TASK DETAILS:
Copy every item below word for word, with no changes.

⟨

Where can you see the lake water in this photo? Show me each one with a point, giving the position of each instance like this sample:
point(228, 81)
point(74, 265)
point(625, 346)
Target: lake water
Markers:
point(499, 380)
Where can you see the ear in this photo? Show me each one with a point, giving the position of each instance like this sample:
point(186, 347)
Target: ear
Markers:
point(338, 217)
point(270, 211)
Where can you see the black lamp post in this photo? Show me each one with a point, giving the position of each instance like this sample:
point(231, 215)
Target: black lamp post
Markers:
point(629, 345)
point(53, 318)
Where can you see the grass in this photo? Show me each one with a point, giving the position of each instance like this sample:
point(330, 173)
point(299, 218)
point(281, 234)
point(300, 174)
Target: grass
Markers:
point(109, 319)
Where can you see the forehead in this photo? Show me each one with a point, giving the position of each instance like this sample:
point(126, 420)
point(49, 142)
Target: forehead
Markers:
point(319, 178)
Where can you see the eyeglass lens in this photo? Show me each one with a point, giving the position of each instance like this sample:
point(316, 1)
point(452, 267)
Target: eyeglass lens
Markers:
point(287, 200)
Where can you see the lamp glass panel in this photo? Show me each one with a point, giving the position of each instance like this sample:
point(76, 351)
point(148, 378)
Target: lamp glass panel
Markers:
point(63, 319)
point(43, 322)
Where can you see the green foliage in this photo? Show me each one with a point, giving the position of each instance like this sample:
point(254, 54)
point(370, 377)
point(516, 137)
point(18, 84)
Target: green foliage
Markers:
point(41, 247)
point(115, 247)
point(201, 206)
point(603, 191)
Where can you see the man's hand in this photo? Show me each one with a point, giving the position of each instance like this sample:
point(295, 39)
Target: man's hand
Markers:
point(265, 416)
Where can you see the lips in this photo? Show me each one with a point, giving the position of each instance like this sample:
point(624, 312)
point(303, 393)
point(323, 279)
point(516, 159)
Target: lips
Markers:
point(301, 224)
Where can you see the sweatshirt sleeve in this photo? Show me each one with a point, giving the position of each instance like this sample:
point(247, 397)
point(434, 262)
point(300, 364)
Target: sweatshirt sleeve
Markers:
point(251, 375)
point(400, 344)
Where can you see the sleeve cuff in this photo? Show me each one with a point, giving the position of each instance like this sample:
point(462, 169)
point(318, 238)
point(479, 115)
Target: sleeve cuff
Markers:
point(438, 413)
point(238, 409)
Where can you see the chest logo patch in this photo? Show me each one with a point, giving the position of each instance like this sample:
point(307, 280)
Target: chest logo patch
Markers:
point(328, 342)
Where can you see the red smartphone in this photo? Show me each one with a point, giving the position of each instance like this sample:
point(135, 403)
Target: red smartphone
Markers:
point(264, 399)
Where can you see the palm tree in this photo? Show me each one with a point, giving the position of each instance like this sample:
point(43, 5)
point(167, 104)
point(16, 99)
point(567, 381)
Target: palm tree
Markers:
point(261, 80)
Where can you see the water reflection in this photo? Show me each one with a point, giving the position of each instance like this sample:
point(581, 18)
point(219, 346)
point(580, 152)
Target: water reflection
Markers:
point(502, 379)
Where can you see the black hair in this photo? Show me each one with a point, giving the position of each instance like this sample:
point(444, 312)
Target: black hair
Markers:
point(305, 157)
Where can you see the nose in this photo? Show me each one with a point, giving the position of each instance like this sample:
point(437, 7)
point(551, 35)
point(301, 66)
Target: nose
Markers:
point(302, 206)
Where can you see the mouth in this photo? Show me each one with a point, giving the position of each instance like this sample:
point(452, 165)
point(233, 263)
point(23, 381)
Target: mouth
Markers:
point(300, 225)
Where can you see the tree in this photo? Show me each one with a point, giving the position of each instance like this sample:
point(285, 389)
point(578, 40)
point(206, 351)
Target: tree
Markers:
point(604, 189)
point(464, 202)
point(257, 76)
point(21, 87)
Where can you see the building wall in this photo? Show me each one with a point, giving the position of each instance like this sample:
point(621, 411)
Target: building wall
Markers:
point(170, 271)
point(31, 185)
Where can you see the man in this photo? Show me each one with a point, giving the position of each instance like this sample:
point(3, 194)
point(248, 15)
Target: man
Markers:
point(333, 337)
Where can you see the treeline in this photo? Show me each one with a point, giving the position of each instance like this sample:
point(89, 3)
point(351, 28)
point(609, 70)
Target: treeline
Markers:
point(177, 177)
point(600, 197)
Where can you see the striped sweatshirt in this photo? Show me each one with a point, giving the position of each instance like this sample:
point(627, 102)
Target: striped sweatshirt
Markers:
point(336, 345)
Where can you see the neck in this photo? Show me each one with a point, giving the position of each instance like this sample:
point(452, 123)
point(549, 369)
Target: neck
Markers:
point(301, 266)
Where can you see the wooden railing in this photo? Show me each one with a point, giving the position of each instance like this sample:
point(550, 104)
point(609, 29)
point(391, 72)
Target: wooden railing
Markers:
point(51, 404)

⟩

TASK RESPONSE:
Where can you see the lake water in this photo? Show me each one with a point, giving the position of each instance like this sample:
point(228, 81)
point(74, 265)
point(625, 346)
Target: lake water
Markers:
point(499, 380)
Where can you see the ear in this photo? Show me each one with a point, giving the position of each instance like this sample:
point(186, 347)
Target: ear
Markers:
point(338, 217)
point(270, 211)
Where can you see the black lamp post in this photo? Show me each one with a point, giving the position of each instance like this sample:
point(231, 215)
Target: black lamp post
Markers:
point(629, 345)
point(53, 318)
Where can you see the grass in this photo? Show me each one with a point, giving the position of each instance like this sample:
point(330, 173)
point(299, 218)
point(281, 234)
point(300, 174)
Target: grass
Markers:
point(109, 319)
Where can you see the forehead in this photo? Show me each one with a point, giving the position of each instance like this sample:
point(126, 420)
point(49, 142)
Target: forehead
Markers:
point(319, 178)
Where can you see the eyeglass lens in this photo? Show me each one with a point, giving the position of each instance like this sample:
point(316, 1)
point(452, 267)
Target: eyeglass lens
Markers:
point(287, 200)
Where can you see the lamp glass panel in this photo? Show me each one with a point, giving the position of each instance like this sample:
point(76, 351)
point(148, 378)
Target: lamp glass panel
Markers:
point(63, 319)
point(43, 322)
Where can you see the green foliage in this photo? Show me each one with a point, giving the position of each instance like this sample:
point(254, 54)
point(370, 377)
point(516, 137)
point(18, 84)
Target: green foliage
Markers:
point(41, 247)
point(115, 247)
point(201, 206)
point(603, 191)
Where can you see the man's hand in this photo? Show me each one with a point, giving the position of each instance like this sample:
point(295, 39)
Target: man's hand
Markers:
point(265, 416)
Where can you see the lips in this photo? Show me each one with a point, giving the position of each instance like this sample:
point(624, 312)
point(303, 393)
point(323, 279)
point(516, 159)
Target: lips
Markers:
point(301, 224)
Where can you see the sweatshirt sleeve in this photo? Show me each one with a point, giving the position of each instance like this sample:
point(247, 397)
point(434, 262)
point(300, 364)
Target: sweatshirt sleeve
Markers:
point(251, 375)
point(400, 344)
Where can you see the sleeve cuff in this photo? Show me each one with a point, giving the position of each instance like this sample:
point(462, 169)
point(318, 238)
point(479, 115)
Target: sleeve cuff
Markers:
point(438, 413)
point(238, 409)
Where can you see the chest logo patch in this photo? Show me each one with a point, giving the position of each instance like this sample:
point(307, 280)
Target: chest logo patch
Markers:
point(328, 342)
Where can you see the red smartphone in this photo? Show me each one with a point, giving the position of each instance like this sample:
point(135, 403)
Target: red smartphone
Markers:
point(264, 399)
Where can you see the palm tree in this photo? Show me each one with a point, giving the position of each instance like this sample:
point(43, 5)
point(167, 104)
point(16, 99)
point(567, 381)
Target: palm tree
Markers:
point(261, 80)
Where can you see the water reflection in this photo? Show me each one with a point, giving the position of each instance like this sample:
point(581, 18)
point(219, 346)
point(580, 152)
Target: water reflection
Markers:
point(502, 379)
Where can you see the black hair in this photo? Show me each one with a point, giving the position of each instance like this sample:
point(444, 312)
Target: black hair
Markers:
point(305, 157)
Where can you see the nose in this photo? Show me each one with a point, giving the position of each instance like this sample:
point(437, 7)
point(551, 35)
point(301, 66)
Target: nose
Markers:
point(302, 206)
Where can you see the mouth in this photo? Show me each one with a point, giving the position of each instance like this sample:
point(452, 165)
point(233, 263)
point(23, 381)
Target: mouth
Markers:
point(300, 225)
Where can you see the tree in this photo? Show me each one with a point, giving the position of each instance like this sample:
point(285, 389)
point(578, 40)
point(206, 351)
Target: tree
Markers:
point(604, 189)
point(464, 202)
point(257, 76)
point(21, 87)
Where can you see the building wall in this photo? Show me each one with a point, giving the position of each instance like this sample:
point(621, 411)
Target: building wall
Markers:
point(170, 271)
point(31, 185)
Where can you see the man in this photo? Show me each one with a point, giving the position of each instance like this sample:
point(3, 194)
point(248, 15)
Target: man
Markers:
point(333, 337)
Where can you see the treeline in this photo? Show me each one with a point, giving the position of each instance like this sample:
point(89, 3)
point(351, 28)
point(609, 70)
Target: treeline
Markers:
point(177, 177)
point(600, 197)
Where can you see the striped sweatshirt in this photo? Show me each one with a point, giving the position of each instance like this sample:
point(627, 102)
Target: striped sweatshirt
Markers:
point(336, 345)
Where can you see the neck in this photo? Show me each one with a point, giving the position of each instance like this sample:
point(452, 123)
point(549, 369)
Target: neck
Markers:
point(301, 266)
Where can you see the wooden railing in this photo? Show me each one with a point, giving the position of each instance like this sample:
point(550, 104)
point(609, 29)
point(391, 72)
Target: wooden railing
Markers:
point(51, 404)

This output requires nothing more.